Pointing dataset records:

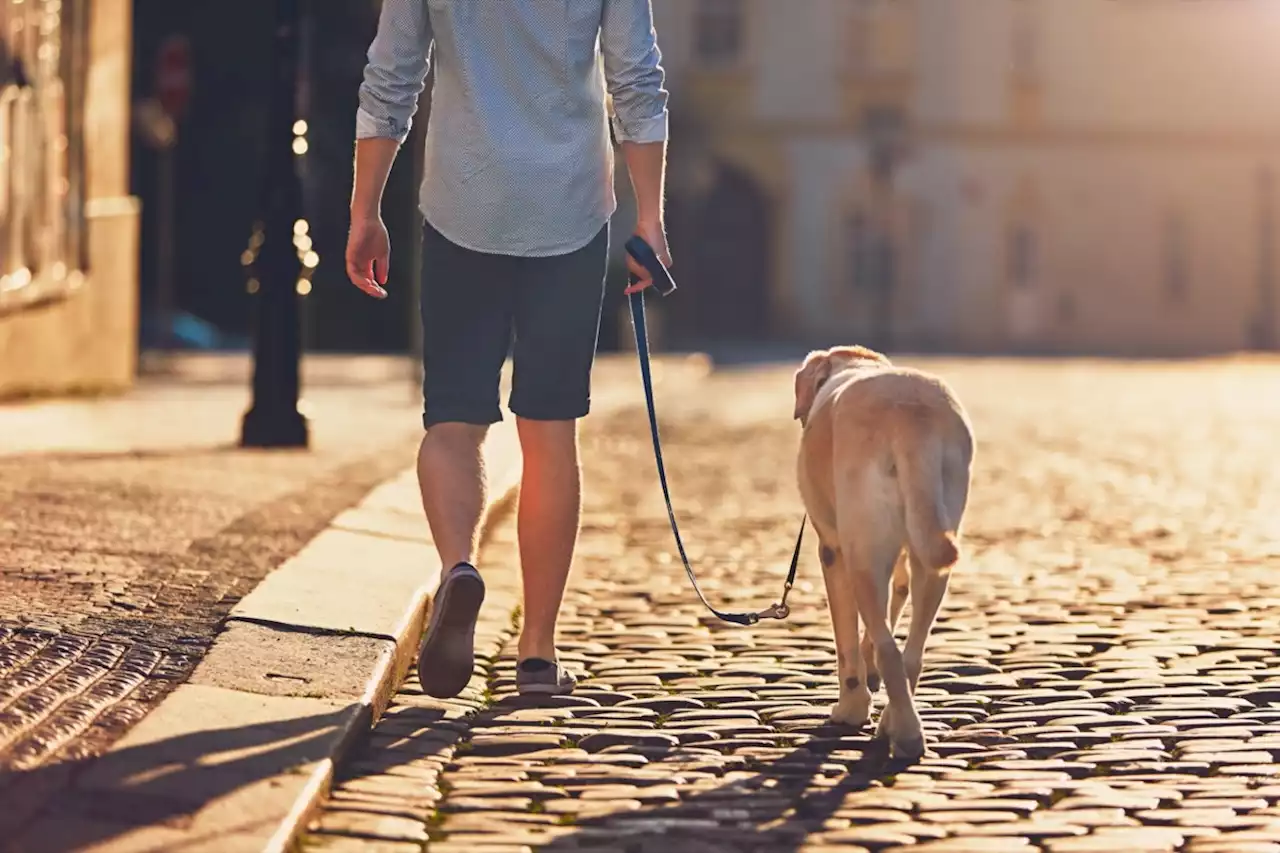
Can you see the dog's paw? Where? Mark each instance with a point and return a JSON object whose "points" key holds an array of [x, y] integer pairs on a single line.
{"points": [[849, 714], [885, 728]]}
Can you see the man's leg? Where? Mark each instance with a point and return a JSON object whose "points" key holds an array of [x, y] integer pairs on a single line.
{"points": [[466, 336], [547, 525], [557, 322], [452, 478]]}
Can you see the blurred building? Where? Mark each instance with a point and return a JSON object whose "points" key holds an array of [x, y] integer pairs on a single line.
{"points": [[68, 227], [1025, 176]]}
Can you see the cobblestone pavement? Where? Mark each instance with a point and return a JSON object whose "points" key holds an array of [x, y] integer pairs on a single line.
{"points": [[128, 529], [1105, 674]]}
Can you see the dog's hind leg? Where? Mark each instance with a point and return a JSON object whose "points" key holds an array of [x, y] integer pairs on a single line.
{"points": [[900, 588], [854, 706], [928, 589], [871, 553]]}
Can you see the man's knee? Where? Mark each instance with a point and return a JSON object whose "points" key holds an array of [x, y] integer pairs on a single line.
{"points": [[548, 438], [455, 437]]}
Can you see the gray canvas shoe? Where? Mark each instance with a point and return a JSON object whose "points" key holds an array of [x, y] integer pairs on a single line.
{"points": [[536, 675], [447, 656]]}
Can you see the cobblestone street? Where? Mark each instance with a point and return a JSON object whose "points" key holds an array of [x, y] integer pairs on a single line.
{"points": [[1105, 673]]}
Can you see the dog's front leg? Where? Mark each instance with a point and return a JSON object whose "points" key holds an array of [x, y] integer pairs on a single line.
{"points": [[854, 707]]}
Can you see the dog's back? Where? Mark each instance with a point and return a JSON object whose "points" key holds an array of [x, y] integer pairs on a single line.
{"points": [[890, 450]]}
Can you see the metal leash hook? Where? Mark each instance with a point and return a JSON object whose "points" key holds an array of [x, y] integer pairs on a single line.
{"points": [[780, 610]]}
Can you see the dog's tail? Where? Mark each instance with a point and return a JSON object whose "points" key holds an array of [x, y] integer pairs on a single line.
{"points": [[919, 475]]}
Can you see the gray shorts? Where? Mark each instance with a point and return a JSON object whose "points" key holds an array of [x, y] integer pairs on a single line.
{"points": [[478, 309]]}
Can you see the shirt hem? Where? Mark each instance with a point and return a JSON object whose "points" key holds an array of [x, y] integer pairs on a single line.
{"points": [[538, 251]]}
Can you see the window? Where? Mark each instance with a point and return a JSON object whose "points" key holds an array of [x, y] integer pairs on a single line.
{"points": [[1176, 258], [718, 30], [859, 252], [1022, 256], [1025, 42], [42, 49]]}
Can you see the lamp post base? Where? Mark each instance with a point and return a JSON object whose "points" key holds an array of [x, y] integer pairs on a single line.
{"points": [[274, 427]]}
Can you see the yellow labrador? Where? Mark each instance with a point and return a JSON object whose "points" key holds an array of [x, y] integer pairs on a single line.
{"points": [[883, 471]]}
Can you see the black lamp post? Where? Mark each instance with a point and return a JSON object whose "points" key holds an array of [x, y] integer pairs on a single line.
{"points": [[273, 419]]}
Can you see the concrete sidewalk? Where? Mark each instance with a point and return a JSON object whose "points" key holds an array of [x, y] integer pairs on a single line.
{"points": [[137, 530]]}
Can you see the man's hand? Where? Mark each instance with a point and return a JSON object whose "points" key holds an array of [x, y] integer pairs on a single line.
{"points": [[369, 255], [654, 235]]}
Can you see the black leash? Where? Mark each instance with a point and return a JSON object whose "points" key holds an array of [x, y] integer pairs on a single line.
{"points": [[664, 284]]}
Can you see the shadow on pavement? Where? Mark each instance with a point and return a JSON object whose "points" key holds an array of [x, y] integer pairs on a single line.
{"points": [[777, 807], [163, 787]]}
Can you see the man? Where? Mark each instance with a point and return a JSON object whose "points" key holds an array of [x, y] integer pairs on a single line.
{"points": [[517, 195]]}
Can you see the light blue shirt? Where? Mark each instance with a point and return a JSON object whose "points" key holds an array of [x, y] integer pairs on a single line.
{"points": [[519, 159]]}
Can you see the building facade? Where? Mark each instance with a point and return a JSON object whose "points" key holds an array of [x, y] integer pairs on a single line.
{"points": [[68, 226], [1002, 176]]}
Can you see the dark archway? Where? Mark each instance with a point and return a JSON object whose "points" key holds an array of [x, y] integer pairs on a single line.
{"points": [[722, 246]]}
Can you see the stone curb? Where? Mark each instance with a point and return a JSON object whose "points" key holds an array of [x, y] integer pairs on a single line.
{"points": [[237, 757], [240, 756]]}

*TASK TO CARRY OUT:*
Reproduce all of the data exactly; the pictures do not belong in the copy.

*RIGHT ANSWER:*
Can you see the dog's paw? Where? Mark each instance with a point and return a JSON object whose "points" key holds an array of [x, y] integer pairs on a single line.
{"points": [[849, 714], [885, 728]]}
Can you see the man's leg? Where? Mark each instance with a point and return a JSON object whose "points" key holds an array of [x, y] integer pairs on a single line.
{"points": [[466, 336], [547, 525], [557, 322], [452, 478]]}
Can you see the blurred building? Where? Mark each instance with a point and return a JSON object whose "points" key holds an array of [x, y] integer pairs on a single line.
{"points": [[68, 227], [1025, 176]]}
Can you see the cobblestone pavement? Where? Mark each instance with a point and return a JSON object whose "points" key holds an array of [x, y] integer pairs on a single line.
{"points": [[128, 529], [1105, 674]]}
Can you see the dog's hind leg? Where? Mark each instance with a point and return a JSON object whose "points" key holds an array of [x, y] integer pairs on a single line.
{"points": [[900, 588], [854, 706], [928, 589], [871, 553]]}
Can you see the man's knee? Where? Mark each instance with a point and return a JSON object whose "points" key holds an array of [x, y] integer pairs on a single line.
{"points": [[548, 438], [455, 437]]}
Can you see the gray canvas shoe? Where? Mark each instance with a point and return a JSON object whose "points" key holds an array of [x, y] integer pairs on a single line.
{"points": [[536, 675], [447, 656]]}
Can you see the cobblestone street? Where? Mark each instance with a point and return a JSON object whose "points" key holds an array of [x, y] integer pairs on a single line.
{"points": [[1105, 673]]}
Can you see the dog's front leg? Where? Mark each instance with a point and return a JSON object whose "points" key holds an array of [x, y] integer pairs on a single line.
{"points": [[854, 707]]}
Can you see the dog's back? Where? Mark each instance with a point and return a JSON object whose "points" key holds an array of [x, y] integer pairs on a single line.
{"points": [[890, 450]]}
Can you see the metal leash hook? Where? Mark each instance with a point and return a JSON object whose "points" key holds an array of [x, y] integer pairs on a single line.
{"points": [[780, 610]]}
Can you see the dog's tail? Where? Mark each instance with a point and return a JSON object whose "points" key holds an array of [x, y] integer pairs on a single line.
{"points": [[919, 475]]}
Can you see the gray shorts? Where? Mark each instance with a point and return a JSON object whose "points" key holds an array of [x, y] integer pairs on a single line.
{"points": [[478, 309]]}
Can you see the shirt hem? Where? Mark each instance with a point and return a JSON object whose "points" key holds an array of [x, y] integer pairs on a single line.
{"points": [[538, 251]]}
Can you see the window? Where? Mark each instance with a point and return a JSON object whose "points" key holds an array of [x, y] integer pairs on a single line.
{"points": [[1176, 258], [718, 30], [859, 252], [1022, 256], [1025, 42], [42, 49]]}
Can you see the lamp post base? Where? Mark each instance with a point and return a JSON object whose "points" key holds an array of [x, y] integer pairs on a single line.
{"points": [[274, 427]]}
Can you see the yellow labrador? Where? Mark each instance with a point and return a JSON object whose "points" key holds an array of [x, y] integer pairs on a single line.
{"points": [[883, 471]]}
Can you see the black lamp post? Where? Mark each instance with a point and return a JSON object whose "points" key holds an array of [x, y] integer pairs on a single line.
{"points": [[273, 419]]}
Can you see the concrete sidewalk? Where? Mark each instance with a point and return a JSON object whose "points" key holds an array of [x, y] integer pairs on a single line.
{"points": [[137, 530]]}
Can you see the man's hand? Where? Mark each instance with a point and return a JSON object whose "points" key holds an array of [x, y] integer pairs on a single line.
{"points": [[369, 255], [654, 235]]}
Can you see the black leash? Where? Mark each instance with a point and return a JSON object whose "points" key holds an array of [x, y] integer pairs on a single line.
{"points": [[664, 284]]}
Can you see the shadow on pavement? Where? Mark each instance with a point and return a JSON object whose "points" key holds an array of [x, y] integer pairs on a single line.
{"points": [[777, 807], [163, 787]]}
Can you see the man? Where? Mark each instance with a point and return a JSON object whose "points" key holds an array of [x, y] integer pairs on a single line.
{"points": [[517, 195]]}
Can you see the light blue shirt? Where? Mark each instance with a point and return a JSON object whose "points" key holds an array of [x, y] integer pairs on a single line.
{"points": [[519, 159]]}
Can you see the building facade? Where? Mark each instance with a point and return a JSON object whose "points" key holds an array of [x, y] integer pairs on a single line.
{"points": [[68, 226], [1002, 176]]}
Can you see the dark archway? Where? Mark each instance with a point and return a JSON object whose "points" key holds an array of [x, y] integer pairs on a single line.
{"points": [[722, 246]]}
Can you see the stone curb? Where? Mark each instance with a point and return a JSON object whose "points" key holds an array of [x, y] integer pairs on a single line.
{"points": [[237, 757], [240, 756]]}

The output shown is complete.